_Work required_:
Reproduce the listing below verbatim.

-=-=-=-=-

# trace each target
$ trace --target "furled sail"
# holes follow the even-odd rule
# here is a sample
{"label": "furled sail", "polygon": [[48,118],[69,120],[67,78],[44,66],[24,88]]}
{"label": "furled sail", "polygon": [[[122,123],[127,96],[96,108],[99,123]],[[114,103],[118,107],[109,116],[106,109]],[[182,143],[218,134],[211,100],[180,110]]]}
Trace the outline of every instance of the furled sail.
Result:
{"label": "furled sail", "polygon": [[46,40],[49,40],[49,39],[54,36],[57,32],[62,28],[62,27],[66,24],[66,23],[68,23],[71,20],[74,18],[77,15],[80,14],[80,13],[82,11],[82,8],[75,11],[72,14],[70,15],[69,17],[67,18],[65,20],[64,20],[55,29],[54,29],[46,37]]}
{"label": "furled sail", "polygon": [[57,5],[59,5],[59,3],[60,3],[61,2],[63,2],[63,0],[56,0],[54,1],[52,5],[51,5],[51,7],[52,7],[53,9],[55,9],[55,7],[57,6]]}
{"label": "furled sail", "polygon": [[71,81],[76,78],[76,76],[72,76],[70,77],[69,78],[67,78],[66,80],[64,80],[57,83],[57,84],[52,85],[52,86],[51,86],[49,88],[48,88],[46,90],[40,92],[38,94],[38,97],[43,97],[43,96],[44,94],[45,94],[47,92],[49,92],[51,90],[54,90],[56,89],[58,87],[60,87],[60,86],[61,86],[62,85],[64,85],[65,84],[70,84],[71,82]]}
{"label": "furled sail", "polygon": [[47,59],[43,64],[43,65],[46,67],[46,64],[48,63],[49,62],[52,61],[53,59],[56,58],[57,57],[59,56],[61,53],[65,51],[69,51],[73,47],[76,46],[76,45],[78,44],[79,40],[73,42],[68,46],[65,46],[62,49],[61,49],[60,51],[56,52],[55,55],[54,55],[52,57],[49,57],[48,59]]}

-=-=-=-=-

_Task answer_:
# trace each target
$ trace --target "furled sail"
# holes follow the even-odd rule
# here is a sample
{"label": "furled sail", "polygon": [[48,118],[69,120],[67,78],[44,66],[24,88]]}
{"label": "furled sail", "polygon": [[[122,123],[127,96],[96,108],[99,123]],[[114,103],[118,107],[109,116],[106,109]],[[182,143],[218,134],[211,100],[180,110]]]}
Trace the outline of every instance of the furled sail.
Result:
{"label": "furled sail", "polygon": [[46,40],[49,40],[49,39],[54,36],[57,32],[62,28],[62,27],[66,24],[66,23],[68,23],[71,20],[74,18],[77,15],[80,14],[80,13],[82,11],[82,8],[75,11],[72,14],[70,15],[69,17],[67,18],[65,20],[64,20],[55,29],[54,29],[46,37]]}
{"label": "furled sail", "polygon": [[57,5],[59,5],[59,3],[60,3],[61,2],[63,2],[63,0],[56,0],[54,1],[52,5],[51,5],[51,7],[52,7],[53,9],[55,9],[55,7],[57,6]]}
{"label": "furled sail", "polygon": [[71,81],[76,78],[76,76],[72,76],[70,77],[69,78],[67,78],[66,80],[64,80],[57,83],[57,84],[52,85],[52,86],[51,86],[49,88],[48,88],[46,90],[40,92],[38,94],[38,97],[43,97],[43,96],[44,94],[45,94],[47,92],[49,92],[51,90],[54,90],[56,89],[58,87],[60,87],[60,86],[61,86],[62,85],[64,85],[65,84],[70,84],[71,82]]}
{"label": "furled sail", "polygon": [[47,59],[43,64],[43,65],[46,67],[46,64],[48,63],[49,62],[52,61],[53,59],[56,58],[57,57],[59,56],[61,53],[65,51],[69,51],[73,47],[76,46],[76,45],[78,44],[79,40],[73,42],[68,46],[65,46],[62,49],[61,49],[60,51],[56,52],[55,55],[54,55],[52,57],[49,57],[48,59]]}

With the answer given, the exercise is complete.